RECORDS:
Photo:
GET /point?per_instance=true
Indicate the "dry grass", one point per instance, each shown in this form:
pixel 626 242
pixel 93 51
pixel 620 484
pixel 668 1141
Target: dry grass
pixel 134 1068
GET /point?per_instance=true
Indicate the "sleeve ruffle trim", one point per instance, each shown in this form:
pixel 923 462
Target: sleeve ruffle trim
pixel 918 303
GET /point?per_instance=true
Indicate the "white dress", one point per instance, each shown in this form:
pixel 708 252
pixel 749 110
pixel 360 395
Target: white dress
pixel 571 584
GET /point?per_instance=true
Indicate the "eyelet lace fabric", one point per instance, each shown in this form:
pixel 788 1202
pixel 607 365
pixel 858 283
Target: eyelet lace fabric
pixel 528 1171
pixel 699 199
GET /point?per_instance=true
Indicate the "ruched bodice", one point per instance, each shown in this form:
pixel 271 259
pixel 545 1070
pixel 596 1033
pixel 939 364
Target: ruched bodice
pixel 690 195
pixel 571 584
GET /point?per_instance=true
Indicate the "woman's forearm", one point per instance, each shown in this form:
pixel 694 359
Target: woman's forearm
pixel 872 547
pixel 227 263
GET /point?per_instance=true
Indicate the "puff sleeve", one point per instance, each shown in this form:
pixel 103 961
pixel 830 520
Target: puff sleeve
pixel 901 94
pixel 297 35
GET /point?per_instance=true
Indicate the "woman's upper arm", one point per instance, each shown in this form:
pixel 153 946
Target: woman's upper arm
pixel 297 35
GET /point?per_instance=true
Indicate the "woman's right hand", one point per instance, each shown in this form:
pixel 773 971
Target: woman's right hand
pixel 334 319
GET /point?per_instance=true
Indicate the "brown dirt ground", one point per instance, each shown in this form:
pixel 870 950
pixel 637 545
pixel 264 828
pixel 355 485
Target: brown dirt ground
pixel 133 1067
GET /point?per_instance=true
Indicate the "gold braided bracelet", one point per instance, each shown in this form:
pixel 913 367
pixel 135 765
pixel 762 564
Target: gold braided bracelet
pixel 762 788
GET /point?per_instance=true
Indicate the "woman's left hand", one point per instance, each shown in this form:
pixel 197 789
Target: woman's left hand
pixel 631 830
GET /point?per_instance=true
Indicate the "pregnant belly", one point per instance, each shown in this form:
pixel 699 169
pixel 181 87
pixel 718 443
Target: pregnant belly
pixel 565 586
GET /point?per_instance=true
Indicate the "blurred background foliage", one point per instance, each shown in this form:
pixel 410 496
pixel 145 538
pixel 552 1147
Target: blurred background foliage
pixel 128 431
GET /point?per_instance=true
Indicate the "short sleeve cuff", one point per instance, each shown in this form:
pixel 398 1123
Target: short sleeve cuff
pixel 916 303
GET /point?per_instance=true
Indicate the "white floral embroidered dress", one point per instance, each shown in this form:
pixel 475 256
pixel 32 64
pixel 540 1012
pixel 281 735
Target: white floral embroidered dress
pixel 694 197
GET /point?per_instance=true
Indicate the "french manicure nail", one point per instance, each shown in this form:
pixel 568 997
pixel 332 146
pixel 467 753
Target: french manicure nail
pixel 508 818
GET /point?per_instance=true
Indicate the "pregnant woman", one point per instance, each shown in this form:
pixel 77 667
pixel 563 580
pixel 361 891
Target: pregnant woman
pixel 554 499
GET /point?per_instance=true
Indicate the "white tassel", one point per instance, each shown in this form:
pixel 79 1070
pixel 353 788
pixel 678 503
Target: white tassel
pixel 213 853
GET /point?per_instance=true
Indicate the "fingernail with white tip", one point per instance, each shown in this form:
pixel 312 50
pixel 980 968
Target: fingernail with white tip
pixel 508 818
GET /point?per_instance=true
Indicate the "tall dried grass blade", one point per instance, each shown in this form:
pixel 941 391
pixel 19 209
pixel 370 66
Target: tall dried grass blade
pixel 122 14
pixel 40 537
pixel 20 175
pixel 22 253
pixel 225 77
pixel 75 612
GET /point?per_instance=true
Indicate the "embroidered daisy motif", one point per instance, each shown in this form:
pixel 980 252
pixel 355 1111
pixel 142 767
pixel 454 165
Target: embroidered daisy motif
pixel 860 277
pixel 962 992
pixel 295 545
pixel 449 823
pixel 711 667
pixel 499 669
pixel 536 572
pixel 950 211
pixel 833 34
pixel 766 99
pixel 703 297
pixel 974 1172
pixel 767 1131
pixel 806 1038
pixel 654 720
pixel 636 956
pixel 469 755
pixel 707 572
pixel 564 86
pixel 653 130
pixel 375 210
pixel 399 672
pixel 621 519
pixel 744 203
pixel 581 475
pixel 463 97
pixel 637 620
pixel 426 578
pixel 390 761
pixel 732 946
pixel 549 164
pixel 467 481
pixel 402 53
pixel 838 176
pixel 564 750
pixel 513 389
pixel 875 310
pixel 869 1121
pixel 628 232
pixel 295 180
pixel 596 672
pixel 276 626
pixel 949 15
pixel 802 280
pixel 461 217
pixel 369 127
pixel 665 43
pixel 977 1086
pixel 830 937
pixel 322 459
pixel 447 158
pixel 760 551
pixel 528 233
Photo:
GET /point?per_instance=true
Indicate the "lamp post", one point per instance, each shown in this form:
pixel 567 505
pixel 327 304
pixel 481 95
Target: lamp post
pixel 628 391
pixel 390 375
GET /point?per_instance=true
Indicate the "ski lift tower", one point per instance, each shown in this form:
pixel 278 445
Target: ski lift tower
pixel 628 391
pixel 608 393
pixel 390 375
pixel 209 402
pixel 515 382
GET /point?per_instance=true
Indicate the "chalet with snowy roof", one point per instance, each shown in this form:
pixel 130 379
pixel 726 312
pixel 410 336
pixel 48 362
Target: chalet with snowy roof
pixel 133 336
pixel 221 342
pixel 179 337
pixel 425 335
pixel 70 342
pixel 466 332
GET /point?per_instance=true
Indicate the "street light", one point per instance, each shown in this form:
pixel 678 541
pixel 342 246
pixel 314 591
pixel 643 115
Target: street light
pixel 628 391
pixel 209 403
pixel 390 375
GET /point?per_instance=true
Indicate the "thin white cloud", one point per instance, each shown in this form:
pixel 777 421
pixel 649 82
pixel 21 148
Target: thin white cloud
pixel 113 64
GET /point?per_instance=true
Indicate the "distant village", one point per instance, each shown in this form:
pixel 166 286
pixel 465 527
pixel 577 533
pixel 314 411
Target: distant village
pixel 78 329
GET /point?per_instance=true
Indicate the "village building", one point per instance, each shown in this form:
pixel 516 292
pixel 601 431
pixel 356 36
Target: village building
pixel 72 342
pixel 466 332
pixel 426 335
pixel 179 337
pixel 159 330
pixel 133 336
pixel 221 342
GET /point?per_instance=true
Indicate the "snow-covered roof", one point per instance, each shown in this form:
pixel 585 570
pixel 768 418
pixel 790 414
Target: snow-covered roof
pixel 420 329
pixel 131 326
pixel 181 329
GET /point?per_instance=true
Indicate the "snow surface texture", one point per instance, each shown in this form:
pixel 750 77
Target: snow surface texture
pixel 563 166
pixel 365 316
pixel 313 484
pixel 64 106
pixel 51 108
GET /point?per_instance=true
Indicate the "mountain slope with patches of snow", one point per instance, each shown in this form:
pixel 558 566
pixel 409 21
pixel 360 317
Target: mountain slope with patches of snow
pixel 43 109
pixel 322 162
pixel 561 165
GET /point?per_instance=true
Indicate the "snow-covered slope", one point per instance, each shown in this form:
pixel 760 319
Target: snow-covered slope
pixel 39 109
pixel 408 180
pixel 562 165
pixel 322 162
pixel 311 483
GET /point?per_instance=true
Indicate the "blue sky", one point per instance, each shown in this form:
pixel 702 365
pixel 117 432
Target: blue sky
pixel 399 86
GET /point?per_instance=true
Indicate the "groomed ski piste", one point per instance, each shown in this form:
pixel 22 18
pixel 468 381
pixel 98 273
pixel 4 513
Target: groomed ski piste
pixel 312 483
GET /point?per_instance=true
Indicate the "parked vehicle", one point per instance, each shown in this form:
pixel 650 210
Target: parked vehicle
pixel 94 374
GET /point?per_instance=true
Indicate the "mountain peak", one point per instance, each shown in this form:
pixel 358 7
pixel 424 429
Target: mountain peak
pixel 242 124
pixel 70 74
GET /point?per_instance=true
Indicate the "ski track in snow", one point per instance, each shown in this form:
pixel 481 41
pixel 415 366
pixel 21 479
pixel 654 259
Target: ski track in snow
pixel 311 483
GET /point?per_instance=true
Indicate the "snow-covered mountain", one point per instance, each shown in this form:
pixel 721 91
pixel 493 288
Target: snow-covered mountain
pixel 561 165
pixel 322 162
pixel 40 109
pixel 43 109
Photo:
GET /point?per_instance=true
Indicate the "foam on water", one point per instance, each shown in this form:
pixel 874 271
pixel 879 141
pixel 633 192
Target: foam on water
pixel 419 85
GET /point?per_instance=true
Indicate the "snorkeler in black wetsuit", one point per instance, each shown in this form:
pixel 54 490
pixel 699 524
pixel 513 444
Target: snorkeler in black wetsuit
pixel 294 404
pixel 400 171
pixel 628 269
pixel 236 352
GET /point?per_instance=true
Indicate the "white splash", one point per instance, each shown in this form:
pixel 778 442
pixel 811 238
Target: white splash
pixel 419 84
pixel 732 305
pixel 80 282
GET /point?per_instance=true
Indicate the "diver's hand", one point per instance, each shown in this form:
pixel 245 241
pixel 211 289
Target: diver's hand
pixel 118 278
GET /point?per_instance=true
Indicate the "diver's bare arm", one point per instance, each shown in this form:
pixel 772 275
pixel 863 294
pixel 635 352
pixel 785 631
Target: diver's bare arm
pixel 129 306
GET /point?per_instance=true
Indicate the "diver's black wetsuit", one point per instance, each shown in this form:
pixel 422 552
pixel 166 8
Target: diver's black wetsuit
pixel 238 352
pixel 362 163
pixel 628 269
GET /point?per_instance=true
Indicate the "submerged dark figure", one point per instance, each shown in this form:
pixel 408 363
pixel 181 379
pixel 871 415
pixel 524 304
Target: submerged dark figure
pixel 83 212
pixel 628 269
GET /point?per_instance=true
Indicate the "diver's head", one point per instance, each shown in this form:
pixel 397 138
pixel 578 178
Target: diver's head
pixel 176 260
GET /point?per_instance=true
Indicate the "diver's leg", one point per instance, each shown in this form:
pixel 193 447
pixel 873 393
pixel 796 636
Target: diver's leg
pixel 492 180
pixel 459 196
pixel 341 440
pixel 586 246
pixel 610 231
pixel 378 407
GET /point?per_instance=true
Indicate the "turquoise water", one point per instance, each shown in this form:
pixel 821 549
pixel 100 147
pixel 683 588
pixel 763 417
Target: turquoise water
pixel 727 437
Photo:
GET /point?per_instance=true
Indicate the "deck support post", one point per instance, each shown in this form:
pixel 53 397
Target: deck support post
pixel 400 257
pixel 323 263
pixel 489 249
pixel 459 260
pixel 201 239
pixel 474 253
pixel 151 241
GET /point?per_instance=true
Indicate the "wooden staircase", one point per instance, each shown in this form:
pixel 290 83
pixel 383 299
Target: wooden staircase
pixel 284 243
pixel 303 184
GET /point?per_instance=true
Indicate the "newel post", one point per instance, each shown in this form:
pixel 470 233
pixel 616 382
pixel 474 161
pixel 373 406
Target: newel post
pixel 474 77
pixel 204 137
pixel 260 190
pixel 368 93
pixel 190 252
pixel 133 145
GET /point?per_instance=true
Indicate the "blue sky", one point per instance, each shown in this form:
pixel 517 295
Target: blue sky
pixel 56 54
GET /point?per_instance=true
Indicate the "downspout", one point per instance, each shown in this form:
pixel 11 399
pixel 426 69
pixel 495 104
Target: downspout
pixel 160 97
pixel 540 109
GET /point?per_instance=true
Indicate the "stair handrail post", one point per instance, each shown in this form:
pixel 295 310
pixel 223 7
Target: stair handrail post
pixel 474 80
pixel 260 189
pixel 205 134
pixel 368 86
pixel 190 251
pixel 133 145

WHAT YOU WILL DO: Copy exactly the stretch of data above from the line with "pixel 410 496" through the line with "pixel 79 1070", and omit all other lines.

RESPONSE AREA:
pixel 410 496
pixel 145 538
pixel 552 1147
Target: blurred background foliage
pixel 128 431
GET /point?per_instance=true
Indicate the "short sleeve cuff", one point per instance, each shown in this form:
pixel 398 1123
Target: short sleeve cuff
pixel 916 303
GET /point?per_instance=true
Indicate the "white floral embroidered dress", one point per instance, each shown in this form:
pixel 475 256
pixel 32 64
pixel 540 1012
pixel 281 735
Target: white floral embroidered dress
pixel 694 197
GET /point?per_instance=true
Indicate the "french manicure nail", one point per instance, each shown in this form:
pixel 568 997
pixel 332 146
pixel 467 753
Target: french manicure nail
pixel 508 818
GET /point?per_instance=true
Indicate the "pregnant woman", one point per instance, each shown in this form:
pixel 77 667
pixel 563 580
pixel 361 891
Target: pregnant woman
pixel 554 499
GET /point?per_instance=true
Indicate the "white tassel", one point per instance, each shown in this form:
pixel 79 1070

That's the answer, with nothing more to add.